▸ **AVAILABLE RECORDS**
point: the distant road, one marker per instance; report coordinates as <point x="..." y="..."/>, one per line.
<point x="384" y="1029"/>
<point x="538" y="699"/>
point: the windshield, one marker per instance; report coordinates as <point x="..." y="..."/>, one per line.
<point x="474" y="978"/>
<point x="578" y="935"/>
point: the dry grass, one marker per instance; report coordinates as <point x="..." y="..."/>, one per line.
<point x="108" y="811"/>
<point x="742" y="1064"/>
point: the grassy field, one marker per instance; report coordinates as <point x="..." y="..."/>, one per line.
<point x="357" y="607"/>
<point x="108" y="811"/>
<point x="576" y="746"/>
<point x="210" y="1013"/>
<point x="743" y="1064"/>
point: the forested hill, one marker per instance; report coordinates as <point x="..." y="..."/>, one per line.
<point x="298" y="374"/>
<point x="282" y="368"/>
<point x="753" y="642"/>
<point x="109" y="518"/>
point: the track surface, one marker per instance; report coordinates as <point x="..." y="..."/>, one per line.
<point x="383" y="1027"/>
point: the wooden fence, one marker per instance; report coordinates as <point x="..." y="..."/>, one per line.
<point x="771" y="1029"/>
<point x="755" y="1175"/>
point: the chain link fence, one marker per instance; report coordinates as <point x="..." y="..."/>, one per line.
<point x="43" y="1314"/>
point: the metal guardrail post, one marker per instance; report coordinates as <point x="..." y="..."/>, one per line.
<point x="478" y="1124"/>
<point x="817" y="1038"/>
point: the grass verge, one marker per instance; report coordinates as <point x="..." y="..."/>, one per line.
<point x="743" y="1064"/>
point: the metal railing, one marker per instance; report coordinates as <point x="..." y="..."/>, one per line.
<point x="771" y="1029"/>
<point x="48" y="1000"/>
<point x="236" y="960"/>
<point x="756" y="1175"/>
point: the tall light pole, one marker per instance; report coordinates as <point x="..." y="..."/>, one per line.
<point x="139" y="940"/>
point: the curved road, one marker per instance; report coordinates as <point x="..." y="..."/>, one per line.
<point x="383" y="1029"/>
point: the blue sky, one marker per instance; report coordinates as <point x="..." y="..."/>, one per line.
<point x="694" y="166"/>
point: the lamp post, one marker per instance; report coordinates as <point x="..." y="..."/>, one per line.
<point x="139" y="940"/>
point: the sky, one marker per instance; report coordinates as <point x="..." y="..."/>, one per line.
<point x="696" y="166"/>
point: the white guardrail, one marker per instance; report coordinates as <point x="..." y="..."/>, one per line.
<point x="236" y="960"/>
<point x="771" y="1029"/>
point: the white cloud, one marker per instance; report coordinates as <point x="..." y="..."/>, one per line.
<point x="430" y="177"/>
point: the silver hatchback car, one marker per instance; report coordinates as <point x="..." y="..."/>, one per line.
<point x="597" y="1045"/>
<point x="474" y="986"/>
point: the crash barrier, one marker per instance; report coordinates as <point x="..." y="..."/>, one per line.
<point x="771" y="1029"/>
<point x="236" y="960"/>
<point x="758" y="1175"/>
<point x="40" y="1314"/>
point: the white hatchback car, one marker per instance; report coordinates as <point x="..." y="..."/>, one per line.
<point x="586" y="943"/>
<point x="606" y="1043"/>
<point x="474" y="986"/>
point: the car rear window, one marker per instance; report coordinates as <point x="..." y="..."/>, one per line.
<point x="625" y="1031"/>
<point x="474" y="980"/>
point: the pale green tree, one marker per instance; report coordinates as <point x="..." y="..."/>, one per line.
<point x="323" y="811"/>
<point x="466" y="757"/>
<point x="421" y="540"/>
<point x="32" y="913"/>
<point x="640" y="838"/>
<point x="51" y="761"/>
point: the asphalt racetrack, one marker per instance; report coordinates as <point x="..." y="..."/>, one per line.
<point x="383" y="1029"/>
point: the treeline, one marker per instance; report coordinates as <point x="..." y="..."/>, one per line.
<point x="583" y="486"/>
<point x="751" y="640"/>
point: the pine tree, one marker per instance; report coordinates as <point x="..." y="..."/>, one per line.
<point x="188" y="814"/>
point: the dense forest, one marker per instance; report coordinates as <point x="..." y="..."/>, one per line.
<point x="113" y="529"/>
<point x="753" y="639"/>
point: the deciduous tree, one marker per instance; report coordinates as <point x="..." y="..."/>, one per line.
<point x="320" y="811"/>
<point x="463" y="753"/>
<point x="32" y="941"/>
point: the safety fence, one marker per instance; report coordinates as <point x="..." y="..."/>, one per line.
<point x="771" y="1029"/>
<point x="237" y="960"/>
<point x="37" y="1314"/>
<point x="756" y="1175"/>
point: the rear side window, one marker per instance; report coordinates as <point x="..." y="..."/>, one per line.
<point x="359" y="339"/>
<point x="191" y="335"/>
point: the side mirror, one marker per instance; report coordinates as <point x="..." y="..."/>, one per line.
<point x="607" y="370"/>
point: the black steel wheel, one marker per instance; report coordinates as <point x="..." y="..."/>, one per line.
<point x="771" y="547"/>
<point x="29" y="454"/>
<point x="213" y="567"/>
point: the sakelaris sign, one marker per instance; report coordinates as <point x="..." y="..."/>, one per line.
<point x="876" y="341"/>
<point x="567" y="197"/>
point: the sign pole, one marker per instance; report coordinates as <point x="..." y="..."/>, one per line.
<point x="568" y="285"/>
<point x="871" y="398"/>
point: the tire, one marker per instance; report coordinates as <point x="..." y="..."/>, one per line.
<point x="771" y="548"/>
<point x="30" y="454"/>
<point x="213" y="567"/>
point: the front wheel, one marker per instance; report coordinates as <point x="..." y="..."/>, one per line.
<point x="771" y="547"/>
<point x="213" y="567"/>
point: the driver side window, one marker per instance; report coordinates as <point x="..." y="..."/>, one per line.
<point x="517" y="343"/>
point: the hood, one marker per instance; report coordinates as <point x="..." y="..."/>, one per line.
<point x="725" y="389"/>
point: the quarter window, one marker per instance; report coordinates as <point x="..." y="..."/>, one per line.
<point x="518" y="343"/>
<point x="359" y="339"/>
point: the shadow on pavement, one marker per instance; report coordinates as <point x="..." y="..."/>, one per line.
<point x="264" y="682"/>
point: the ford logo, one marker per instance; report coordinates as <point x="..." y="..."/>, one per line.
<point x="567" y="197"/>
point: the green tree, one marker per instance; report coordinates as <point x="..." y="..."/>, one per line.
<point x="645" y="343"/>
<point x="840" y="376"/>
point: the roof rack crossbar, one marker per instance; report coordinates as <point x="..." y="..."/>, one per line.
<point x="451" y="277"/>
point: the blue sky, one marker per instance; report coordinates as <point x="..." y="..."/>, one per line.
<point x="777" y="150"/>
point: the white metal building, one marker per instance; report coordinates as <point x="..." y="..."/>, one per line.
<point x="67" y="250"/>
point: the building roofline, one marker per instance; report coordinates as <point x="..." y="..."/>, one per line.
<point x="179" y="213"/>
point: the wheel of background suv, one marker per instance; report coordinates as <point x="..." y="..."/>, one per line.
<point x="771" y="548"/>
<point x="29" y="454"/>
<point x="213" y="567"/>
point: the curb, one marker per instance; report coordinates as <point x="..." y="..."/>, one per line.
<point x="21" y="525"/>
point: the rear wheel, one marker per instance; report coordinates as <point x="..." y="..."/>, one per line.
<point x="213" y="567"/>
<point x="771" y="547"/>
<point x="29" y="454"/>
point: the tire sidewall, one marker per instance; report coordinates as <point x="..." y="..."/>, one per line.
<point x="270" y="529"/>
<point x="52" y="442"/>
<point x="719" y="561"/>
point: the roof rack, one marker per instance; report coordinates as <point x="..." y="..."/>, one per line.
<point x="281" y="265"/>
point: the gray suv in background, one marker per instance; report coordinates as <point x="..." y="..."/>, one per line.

▸ **REQUIRED TASK**
Reproduce the records word for word.

▸ **OUTPUT FOR THIS TASK**
point: the distant road, one marker per instance; report coordinates as <point x="..." y="..."/>, one per line.
<point x="384" y="1029"/>
<point x="538" y="699"/>
point: the windshield, one marker per instance; report coordinates as <point x="..." y="..."/>, one per line.
<point x="474" y="978"/>
<point x="578" y="935"/>
point: the dry grass, one marker per instance; report coordinates as <point x="..." y="..."/>, one per line.
<point x="108" y="811"/>
<point x="742" y="1064"/>
point: the grassy field, one marker per instance; report coordinates as <point x="..." y="..."/>, one per line.
<point x="357" y="607"/>
<point x="108" y="811"/>
<point x="576" y="746"/>
<point x="210" y="1013"/>
<point x="743" y="1064"/>
point: the forested hill, one marker per instance; report coordinates as <point x="..." y="..."/>, one per line.
<point x="298" y="374"/>
<point x="282" y="368"/>
<point x="753" y="642"/>
<point x="109" y="518"/>
point: the track surface, one marker per instance; report coordinates as <point x="..." y="..."/>, one per line.
<point x="383" y="1027"/>
point: the wooden fence, one marker per instance; report coordinates as <point x="..." y="..."/>, one per line.
<point x="771" y="1029"/>
<point x="755" y="1175"/>
point: the chain link fence, one marker per instance; report coordinates as <point x="..." y="..."/>, one per line.
<point x="43" y="1314"/>
point: the metal guardrail post, one marker per instance; report coordinates as <point x="..." y="..."/>, one per line.
<point x="478" y="1124"/>
<point x="817" y="1038"/>
point: the grass verge, one marker per instance; report coordinates as <point x="..." y="..."/>, one per line.
<point x="743" y="1064"/>
point: the metal railing, one marker per instance; report coordinates as <point x="..." y="..."/>, one per line.
<point x="771" y="1029"/>
<point x="48" y="1000"/>
<point x="236" y="960"/>
<point x="756" y="1175"/>
point: the tall light pole, one marker per instance; report coordinates as <point x="..." y="..."/>, one per line.
<point x="139" y="940"/>
point: the curved road, one marker per instance; report coordinates as <point x="..." y="..."/>, one per line.
<point x="383" y="1029"/>
point: the blue sky, one marker per instance; report coordinates as <point x="..." y="..."/>, one per line.
<point x="694" y="166"/>
point: the lamp post, one marker per instance; report coordinates as <point x="..." y="..."/>, one per line.
<point x="139" y="940"/>
point: the sky, one marker per instance; report coordinates as <point x="..." y="..."/>, one per line.
<point x="696" y="166"/>
point: the white guardrail, one marker per instance; report coordinates as <point x="..." y="..."/>, one per line.
<point x="236" y="960"/>
<point x="771" y="1029"/>
point: the white cloud, one marker per instance; report coordinates as <point x="..." y="..."/>, one per line.
<point x="430" y="177"/>
point: the silver hatchback car, one marker per instance; report coordinates as <point x="..." y="..."/>, one per line.
<point x="597" y="1045"/>
<point x="474" y="986"/>
point: the crash barrier, one marker per instance; report coordinates as <point x="..." y="..."/>, one per line.
<point x="771" y="1029"/>
<point x="236" y="960"/>
<point x="758" y="1175"/>
<point x="40" y="1314"/>
point: the white hatchback car, one marker per instance; report coordinates as <point x="..." y="..."/>, one per line.
<point x="586" y="943"/>
<point x="606" y="1043"/>
<point x="474" y="986"/>
point: the car rear window, one marker per instance; report coordinates as <point x="..." y="..."/>, one per line.
<point x="625" y="1031"/>
<point x="474" y="980"/>
point: the pale green tree, one marker per instance; report coordinates as <point x="..." y="..."/>, one per line.
<point x="323" y="811"/>
<point x="466" y="757"/>
<point x="421" y="540"/>
<point x="32" y="913"/>
<point x="640" y="838"/>
<point x="51" y="761"/>
point: the asphalt racetrack, one marker per instance; report coordinates as <point x="..." y="..."/>, one per line.
<point x="383" y="1029"/>
point: the treeline, one marker per instance; report coordinates as <point x="..." y="..."/>, one per line.
<point x="583" y="486"/>
<point x="751" y="640"/>
point: the pine tree, one marker per instance; report coordinates as <point x="..." y="..."/>, one per line.
<point x="188" y="814"/>
point: the dense forest, one marker per instance; report coordinates as <point x="..." y="..."/>, one per line.
<point x="113" y="529"/>
<point x="753" y="639"/>
point: the deciduous tree, one marker per instance; report coordinates as <point x="..." y="..."/>, one per line.
<point x="320" y="811"/>
<point x="463" y="753"/>
<point x="32" y="941"/>
point: the safety fence, one marker per instance; report coordinates as <point x="..." y="..."/>, one per line.
<point x="771" y="1029"/>
<point x="237" y="960"/>
<point x="37" y="1314"/>
<point x="756" y="1175"/>
point: the rear side window, one marker per instance; report coordinates as <point x="..." y="..."/>, one per line.
<point x="359" y="339"/>
<point x="191" y="335"/>
point: the side mirror, one marker per instance; report coordinates as <point x="..." y="..."/>, one per line.
<point x="607" y="370"/>
point: the black steel wheel, one marker per instance; report coordinates as <point x="..." y="..."/>, one per line.
<point x="771" y="547"/>
<point x="29" y="454"/>
<point x="213" y="567"/>
point: the sakelaris sign, one marker per instance; report coordinates as <point x="..." y="..."/>, one per line.
<point x="876" y="341"/>
<point x="567" y="197"/>
point: the sign pole, one marker per instance; report coordinates as <point x="..." y="..."/>, one per line.
<point x="568" y="285"/>
<point x="871" y="398"/>
point: the tire, one marker per instance; report coordinates as <point x="..." y="..."/>, one per line.
<point x="771" y="548"/>
<point x="30" y="454"/>
<point x="213" y="567"/>
point: the front wheel, one marker per instance; report coordinates as <point x="..." y="..."/>, one per line.
<point x="771" y="547"/>
<point x="213" y="567"/>
point: the driver side window, one marker per instance; report coordinates as <point x="..." y="..."/>, one per line.
<point x="517" y="343"/>
point: the hood, one marker per instance; report coordinates as <point x="..." y="..."/>, one per line.
<point x="725" y="389"/>
point: the quarter window, one marker per instance; report coordinates as <point x="..." y="..."/>, one per line.
<point x="518" y="343"/>
<point x="359" y="339"/>
point: the shadow on pavement, one marker per instance; report coordinates as <point x="..." y="..."/>, one per line.
<point x="264" y="682"/>
point: the ford logo, one marker per instance; report coordinates as <point x="..." y="..."/>, one per line.
<point x="567" y="197"/>
point: the green tree, one marker per instance; report coordinates as <point x="..." y="..."/>, one per line.
<point x="645" y="343"/>
<point x="840" y="376"/>
point: the roof rack crossbar, one marker per instance; report coordinates as <point x="..." y="..."/>, one per line.
<point x="451" y="277"/>
point: the blue sky, one marker per instance; report coordinates as <point x="..." y="..."/>, one per line.
<point x="777" y="150"/>
point: the white metal building, one marker per instance; report coordinates as <point x="..." y="..."/>, one per line.
<point x="67" y="250"/>
point: the building roofline, one marker per instance; report coordinates as <point x="..." y="..."/>, one per line.
<point x="179" y="213"/>
point: the wheel of background suv, one marker per instance; report coordinates as <point x="..." y="..."/>, one per line.
<point x="771" y="548"/>
<point x="29" y="454"/>
<point x="213" y="567"/>
point: the curb, one marker per instance; report coordinates as <point x="..." y="..."/>, one per line.
<point x="21" y="525"/>
point: the rear wheel, one marker per instance; report coordinates as <point x="..." y="..."/>, one per line.
<point x="213" y="567"/>
<point x="771" y="547"/>
<point x="29" y="454"/>
point: the tire sidewall, one marker per instance; report coordinates as <point x="..." y="..."/>, one per line.
<point x="270" y="529"/>
<point x="52" y="442"/>
<point x="719" y="561"/>
point: the roof rack, one marker per instance; report coordinates as <point x="..." y="..."/>, one per line.
<point x="281" y="265"/>
point: the gray suv in background, one marker per instance; report coordinates as <point x="..." y="..."/>, one per line.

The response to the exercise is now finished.